::: Provided records

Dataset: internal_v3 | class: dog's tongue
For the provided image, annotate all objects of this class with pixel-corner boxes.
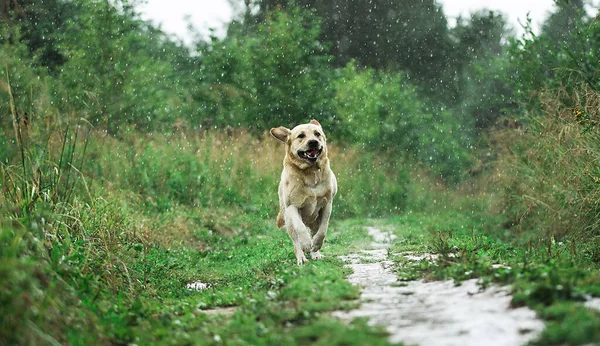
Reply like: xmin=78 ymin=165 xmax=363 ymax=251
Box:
xmin=306 ymin=149 xmax=319 ymax=159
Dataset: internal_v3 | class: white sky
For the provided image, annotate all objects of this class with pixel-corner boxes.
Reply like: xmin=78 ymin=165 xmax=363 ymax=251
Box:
xmin=138 ymin=0 xmax=598 ymax=43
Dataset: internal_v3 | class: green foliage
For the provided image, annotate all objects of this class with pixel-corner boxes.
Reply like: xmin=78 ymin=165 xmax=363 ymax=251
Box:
xmin=505 ymin=5 xmax=600 ymax=111
xmin=55 ymin=0 xmax=197 ymax=133
xmin=335 ymin=63 xmax=469 ymax=181
xmin=202 ymin=8 xmax=332 ymax=129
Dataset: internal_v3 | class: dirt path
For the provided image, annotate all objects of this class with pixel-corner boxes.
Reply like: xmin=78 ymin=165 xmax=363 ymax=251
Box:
xmin=334 ymin=227 xmax=544 ymax=346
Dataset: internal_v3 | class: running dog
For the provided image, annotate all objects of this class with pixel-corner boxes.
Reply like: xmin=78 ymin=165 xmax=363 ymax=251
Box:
xmin=271 ymin=120 xmax=337 ymax=264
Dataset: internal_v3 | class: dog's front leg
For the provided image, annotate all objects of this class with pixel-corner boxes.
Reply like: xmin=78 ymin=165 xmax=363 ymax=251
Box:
xmin=310 ymin=201 xmax=332 ymax=259
xmin=284 ymin=205 xmax=311 ymax=264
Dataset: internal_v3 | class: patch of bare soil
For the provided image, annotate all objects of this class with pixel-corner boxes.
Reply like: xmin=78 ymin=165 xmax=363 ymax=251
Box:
xmin=334 ymin=228 xmax=544 ymax=346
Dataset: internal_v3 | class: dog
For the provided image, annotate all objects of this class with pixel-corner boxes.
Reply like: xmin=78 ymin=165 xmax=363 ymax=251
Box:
xmin=271 ymin=120 xmax=337 ymax=264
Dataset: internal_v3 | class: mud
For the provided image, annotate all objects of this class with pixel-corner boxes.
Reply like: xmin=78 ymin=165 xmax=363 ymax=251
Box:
xmin=334 ymin=228 xmax=544 ymax=346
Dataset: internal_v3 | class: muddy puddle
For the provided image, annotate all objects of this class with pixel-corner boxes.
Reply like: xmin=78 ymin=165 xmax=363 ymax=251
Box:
xmin=334 ymin=227 xmax=544 ymax=346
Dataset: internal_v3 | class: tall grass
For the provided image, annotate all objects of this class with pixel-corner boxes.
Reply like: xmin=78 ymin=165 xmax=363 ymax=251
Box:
xmin=497 ymin=86 xmax=600 ymax=246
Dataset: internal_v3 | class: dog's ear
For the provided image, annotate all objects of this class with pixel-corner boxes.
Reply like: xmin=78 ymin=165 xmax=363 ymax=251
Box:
xmin=271 ymin=126 xmax=292 ymax=143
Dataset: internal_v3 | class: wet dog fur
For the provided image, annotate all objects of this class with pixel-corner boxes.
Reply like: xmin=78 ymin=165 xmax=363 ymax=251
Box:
xmin=271 ymin=120 xmax=337 ymax=264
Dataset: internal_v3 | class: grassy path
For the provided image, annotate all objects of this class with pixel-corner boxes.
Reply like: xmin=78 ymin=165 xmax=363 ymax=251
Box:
xmin=0 ymin=213 xmax=600 ymax=345
xmin=102 ymin=213 xmax=600 ymax=345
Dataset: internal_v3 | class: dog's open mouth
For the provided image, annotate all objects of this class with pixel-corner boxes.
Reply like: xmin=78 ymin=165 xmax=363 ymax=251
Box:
xmin=298 ymin=148 xmax=323 ymax=163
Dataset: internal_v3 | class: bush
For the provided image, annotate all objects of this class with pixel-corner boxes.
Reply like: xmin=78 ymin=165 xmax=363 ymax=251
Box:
xmin=499 ymin=85 xmax=600 ymax=240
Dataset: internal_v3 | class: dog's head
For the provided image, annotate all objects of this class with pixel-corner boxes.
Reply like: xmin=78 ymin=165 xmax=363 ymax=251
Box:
xmin=271 ymin=120 xmax=327 ymax=169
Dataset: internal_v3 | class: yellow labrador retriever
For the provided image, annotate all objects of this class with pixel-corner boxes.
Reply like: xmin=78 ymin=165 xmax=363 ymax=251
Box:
xmin=271 ymin=120 xmax=337 ymax=264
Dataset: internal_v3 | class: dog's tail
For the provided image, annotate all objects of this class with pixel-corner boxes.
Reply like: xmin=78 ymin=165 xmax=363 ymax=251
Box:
xmin=277 ymin=212 xmax=285 ymax=228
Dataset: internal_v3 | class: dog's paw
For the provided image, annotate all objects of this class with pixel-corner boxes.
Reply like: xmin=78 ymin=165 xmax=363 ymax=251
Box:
xmin=310 ymin=250 xmax=323 ymax=259
xmin=296 ymin=253 xmax=308 ymax=265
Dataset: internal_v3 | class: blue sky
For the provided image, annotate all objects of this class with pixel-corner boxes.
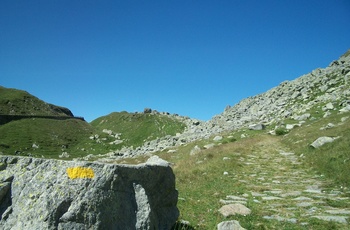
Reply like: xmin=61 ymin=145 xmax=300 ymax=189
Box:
xmin=0 ymin=0 xmax=350 ymax=121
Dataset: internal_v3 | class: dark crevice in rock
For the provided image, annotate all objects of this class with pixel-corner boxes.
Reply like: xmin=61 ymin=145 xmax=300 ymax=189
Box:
xmin=0 ymin=182 xmax=12 ymax=220
xmin=53 ymin=200 xmax=72 ymax=227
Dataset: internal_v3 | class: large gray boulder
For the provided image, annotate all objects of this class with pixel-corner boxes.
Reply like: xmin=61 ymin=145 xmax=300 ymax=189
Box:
xmin=0 ymin=156 xmax=179 ymax=230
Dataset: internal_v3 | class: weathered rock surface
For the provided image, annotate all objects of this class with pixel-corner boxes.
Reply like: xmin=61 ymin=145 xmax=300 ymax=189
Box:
xmin=96 ymin=51 xmax=350 ymax=160
xmin=311 ymin=137 xmax=335 ymax=149
xmin=0 ymin=156 xmax=179 ymax=229
xmin=218 ymin=220 xmax=245 ymax=230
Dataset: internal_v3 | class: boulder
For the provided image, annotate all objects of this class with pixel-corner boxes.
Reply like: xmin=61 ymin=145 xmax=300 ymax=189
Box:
xmin=0 ymin=156 xmax=179 ymax=229
xmin=248 ymin=124 xmax=265 ymax=130
xmin=219 ymin=204 xmax=251 ymax=217
xmin=213 ymin=136 xmax=222 ymax=141
xmin=190 ymin=145 xmax=201 ymax=156
xmin=218 ymin=220 xmax=245 ymax=230
xmin=310 ymin=137 xmax=334 ymax=149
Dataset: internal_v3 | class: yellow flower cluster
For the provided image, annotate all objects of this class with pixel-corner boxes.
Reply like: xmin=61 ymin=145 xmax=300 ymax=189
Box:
xmin=67 ymin=167 xmax=94 ymax=179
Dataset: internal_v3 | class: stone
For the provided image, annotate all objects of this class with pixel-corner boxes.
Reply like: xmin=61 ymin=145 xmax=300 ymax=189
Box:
xmin=339 ymin=105 xmax=350 ymax=113
xmin=312 ymin=216 xmax=349 ymax=224
xmin=203 ymin=143 xmax=215 ymax=149
xmin=190 ymin=145 xmax=201 ymax=156
xmin=213 ymin=136 xmax=222 ymax=141
xmin=310 ymin=137 xmax=334 ymax=149
xmin=248 ymin=124 xmax=265 ymax=130
xmin=294 ymin=113 xmax=311 ymax=121
xmin=217 ymin=220 xmax=245 ymax=230
xmin=143 ymin=108 xmax=152 ymax=113
xmin=0 ymin=156 xmax=179 ymax=229
xmin=219 ymin=204 xmax=251 ymax=217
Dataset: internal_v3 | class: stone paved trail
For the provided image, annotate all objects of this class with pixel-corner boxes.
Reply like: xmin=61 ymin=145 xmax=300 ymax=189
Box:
xmin=220 ymin=143 xmax=350 ymax=228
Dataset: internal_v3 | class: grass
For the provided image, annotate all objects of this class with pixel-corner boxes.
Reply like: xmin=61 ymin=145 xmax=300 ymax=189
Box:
xmin=0 ymin=86 xmax=71 ymax=116
xmin=118 ymin=110 xmax=350 ymax=230
xmin=91 ymin=112 xmax=186 ymax=149
xmin=283 ymin=110 xmax=350 ymax=187
xmin=0 ymin=112 xmax=185 ymax=159
xmin=0 ymin=118 xmax=93 ymax=158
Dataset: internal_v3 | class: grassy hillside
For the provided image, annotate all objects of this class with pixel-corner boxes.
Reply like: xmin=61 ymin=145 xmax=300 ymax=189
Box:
xmin=91 ymin=112 xmax=186 ymax=147
xmin=0 ymin=86 xmax=73 ymax=116
xmin=120 ymin=111 xmax=350 ymax=229
xmin=0 ymin=118 xmax=93 ymax=158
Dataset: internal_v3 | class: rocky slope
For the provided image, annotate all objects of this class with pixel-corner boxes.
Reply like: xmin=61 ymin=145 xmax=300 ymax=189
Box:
xmin=101 ymin=50 xmax=350 ymax=160
xmin=0 ymin=86 xmax=73 ymax=117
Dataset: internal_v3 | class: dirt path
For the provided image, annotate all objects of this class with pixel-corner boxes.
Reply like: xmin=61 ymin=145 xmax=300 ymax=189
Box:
xmin=221 ymin=142 xmax=350 ymax=228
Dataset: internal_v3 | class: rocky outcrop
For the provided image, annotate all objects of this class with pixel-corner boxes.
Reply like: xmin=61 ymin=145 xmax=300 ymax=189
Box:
xmin=93 ymin=50 xmax=350 ymax=161
xmin=0 ymin=156 xmax=179 ymax=229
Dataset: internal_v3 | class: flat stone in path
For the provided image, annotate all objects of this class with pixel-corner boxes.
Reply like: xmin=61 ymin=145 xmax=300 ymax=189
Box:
xmin=218 ymin=220 xmax=245 ymax=230
xmin=219 ymin=204 xmax=251 ymax=217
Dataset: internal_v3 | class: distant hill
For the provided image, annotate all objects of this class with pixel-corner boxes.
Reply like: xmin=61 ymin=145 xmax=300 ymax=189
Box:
xmin=0 ymin=86 xmax=186 ymax=159
xmin=91 ymin=112 xmax=186 ymax=151
xmin=0 ymin=86 xmax=73 ymax=117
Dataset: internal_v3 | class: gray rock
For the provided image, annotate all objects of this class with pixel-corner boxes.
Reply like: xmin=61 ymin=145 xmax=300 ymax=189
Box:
xmin=190 ymin=145 xmax=201 ymax=156
xmin=294 ymin=113 xmax=311 ymax=121
xmin=310 ymin=137 xmax=334 ymax=149
xmin=203 ymin=143 xmax=215 ymax=149
xmin=143 ymin=108 xmax=152 ymax=113
xmin=312 ymin=216 xmax=348 ymax=224
xmin=219 ymin=204 xmax=251 ymax=217
xmin=217 ymin=220 xmax=245 ymax=230
xmin=248 ymin=124 xmax=265 ymax=130
xmin=0 ymin=156 xmax=179 ymax=229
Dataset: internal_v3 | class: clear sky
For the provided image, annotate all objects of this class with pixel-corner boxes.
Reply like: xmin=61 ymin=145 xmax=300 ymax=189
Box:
xmin=0 ymin=0 xmax=350 ymax=121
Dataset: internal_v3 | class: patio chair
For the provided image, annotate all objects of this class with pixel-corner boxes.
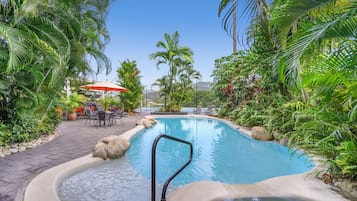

::::::

## Exercise instructions
Copy out, word for word, the part of the entries above that opens with the line containing "Dataset: internal_v3 | class: patio chair" and runs through the end of the entries. Leave out any pictures.

## Result
Dataset: internal_v3 | class: patio chair
For the provided image, annotate all objects of this class with pixel-corner boxes.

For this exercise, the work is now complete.